PROBLEM REQUIREMENTS
Please turn all the rows below into a numbered list, leaving out any blank lines.

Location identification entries

┄┄┄┄┄┄

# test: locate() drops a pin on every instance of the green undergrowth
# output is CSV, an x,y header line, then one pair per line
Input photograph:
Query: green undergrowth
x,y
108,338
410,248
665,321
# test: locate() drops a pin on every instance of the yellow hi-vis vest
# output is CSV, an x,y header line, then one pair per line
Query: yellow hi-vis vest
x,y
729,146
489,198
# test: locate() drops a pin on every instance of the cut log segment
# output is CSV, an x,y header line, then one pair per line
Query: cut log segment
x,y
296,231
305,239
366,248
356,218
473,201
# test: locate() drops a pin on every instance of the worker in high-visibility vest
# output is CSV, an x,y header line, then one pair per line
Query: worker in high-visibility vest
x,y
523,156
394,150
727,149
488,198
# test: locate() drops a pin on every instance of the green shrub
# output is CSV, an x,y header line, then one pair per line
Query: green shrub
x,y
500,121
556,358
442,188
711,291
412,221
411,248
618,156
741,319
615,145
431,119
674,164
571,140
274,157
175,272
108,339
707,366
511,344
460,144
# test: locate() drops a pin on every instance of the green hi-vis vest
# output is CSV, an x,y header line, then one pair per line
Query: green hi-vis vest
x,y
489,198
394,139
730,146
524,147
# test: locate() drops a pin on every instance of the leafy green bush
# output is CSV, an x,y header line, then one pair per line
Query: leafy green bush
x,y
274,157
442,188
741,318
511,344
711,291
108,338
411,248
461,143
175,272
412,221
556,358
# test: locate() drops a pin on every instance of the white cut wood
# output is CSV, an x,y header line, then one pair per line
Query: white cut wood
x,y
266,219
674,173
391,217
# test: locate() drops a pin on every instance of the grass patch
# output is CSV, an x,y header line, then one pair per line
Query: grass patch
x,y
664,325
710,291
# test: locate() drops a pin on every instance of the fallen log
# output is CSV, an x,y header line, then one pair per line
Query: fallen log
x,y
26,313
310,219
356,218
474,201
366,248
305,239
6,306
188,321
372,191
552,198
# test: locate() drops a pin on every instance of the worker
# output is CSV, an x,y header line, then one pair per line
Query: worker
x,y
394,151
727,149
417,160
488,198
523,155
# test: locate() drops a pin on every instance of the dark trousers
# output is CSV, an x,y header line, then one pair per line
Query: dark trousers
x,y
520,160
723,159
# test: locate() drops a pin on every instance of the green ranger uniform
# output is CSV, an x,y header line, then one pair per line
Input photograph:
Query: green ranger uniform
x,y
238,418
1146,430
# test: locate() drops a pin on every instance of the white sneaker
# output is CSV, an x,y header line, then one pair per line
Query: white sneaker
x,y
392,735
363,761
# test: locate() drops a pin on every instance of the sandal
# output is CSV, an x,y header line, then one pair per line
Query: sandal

┄┄┄┄┄┄

IN RESPONSE
1. # test: locate() drops a pin on every instance of the green undergrowth
2. # output is CSV, an x,y header line, then one pair per line
3. Input photograph:
4. Query: green undergrowth
5. x,y
6. 108,338
7. 410,248
8. 665,321
9. # test: locate() drops a pin on every instance of the yellow hi-vis vest
10. # output is CSV, an x,y header line, then one pair per line
11. Query: yellow hi-vis vest
12. x,y
13. 729,146
14. 489,198
15. # test: locate() drops a pin on every instance of the cut log segment
16. # output is CSV, an x,y header line, then one pair per line
17. Query: cut log segment
18. x,y
19. 296,231
20. 305,239
21. 366,248
22. 356,218
23. 473,201
24. # test: locate() drops a pin on every instance of the worker in high-visibility vest
25. # output is CSV, an x,y header line, then one pair per line
26. Query: worker in high-visibility vest
27. x,y
28. 523,156
29. 394,150
30. 727,149
31. 488,198
32. # test: locate() drops a pin on every instance of the green shrub
33. # output is CSV, an x,y header line, then one pair per line
34. Query: green shrub
35. x,y
36. 500,121
37. 556,358
38. 442,188
39. 711,291
40. 412,221
41. 411,248
42. 618,156
43. 741,319
44. 615,145
45. 431,119
46. 674,164
47. 571,140
48. 274,157
49. 175,272
50. 108,339
51. 707,366
52. 511,344
53. 460,144
54. # test: locate() drops a pin on every instance of the green hi-vis vest
55. # output is CSV, an x,y header line, then one pair per line
56. Query: green hi-vis vest
57. x,y
58. 489,198
59. 394,139
60. 730,146
61. 524,147
62. # test: locate() drops a pin on every instance of the leafy green bush
63. # output is CSV, an x,y header line, then one pair per line
64. Query: leafy green bush
65. x,y
66. 274,157
67. 442,188
68. 741,318
69. 511,344
70. 711,291
71. 108,338
72. 411,248
73. 461,143
74. 175,272
75. 412,221
76. 556,358
77. # test: locate() drops a pin on every instance of the white cut wood
78. # output is CSV, an x,y header line, then one pair per line
79. Query: white cut wood
80. x,y
81. 266,219
82. 674,173
83. 391,217
84. # test: locate() drops a pin on every instance of the grass patch
85. # output is CSV, an x,y header line, then one pair per line
86. Query: grass patch
87. x,y
88. 664,325
89. 710,291
90. # test: locate() drops a pin on every instance of the fallen log
91. # output is CSV, an x,y header line, then one pair per line
92. Query: fallen log
93. x,y
94. 26,313
95. 310,219
96. 356,218
97. 474,201
98. 366,248
99. 305,239
100. 6,306
101. 188,321
102. 372,191
103. 552,198
104. # test: locate() drops a pin on every instance of the worker
105. # output is CSV, an x,y header line, then one pair per line
106. Query: worker
107. x,y
108. 394,151
109. 727,149
110. 417,160
111. 488,198
112. 523,155
113. # test: locate() drops a pin on every instance of the dark trousers
114. # output is CSV, an x,y header line, then one pair per line
115. Query: dark trousers
116. x,y
117. 520,160
118. 723,159
119. # test: locate() drops a pin on every instance of the green ranger uniform
120. # output is CSV, an x,y header line, then one pair per line
121. Input photograph:
122. Query: green ranger uniform
123. x,y
124. 238,418
125. 1146,430
126. # test: locate() drops a pin on every instance of the white sneaker
127. # output is CSV, an x,y header line, then one pair per line
128. Query: white sneaker
129. x,y
130. 392,735
131. 363,761
132. # test: locate() drops a pin on every instance of the sandal
133. # output is CSV, an x,y header line, then one pair per line
134. Query: sandal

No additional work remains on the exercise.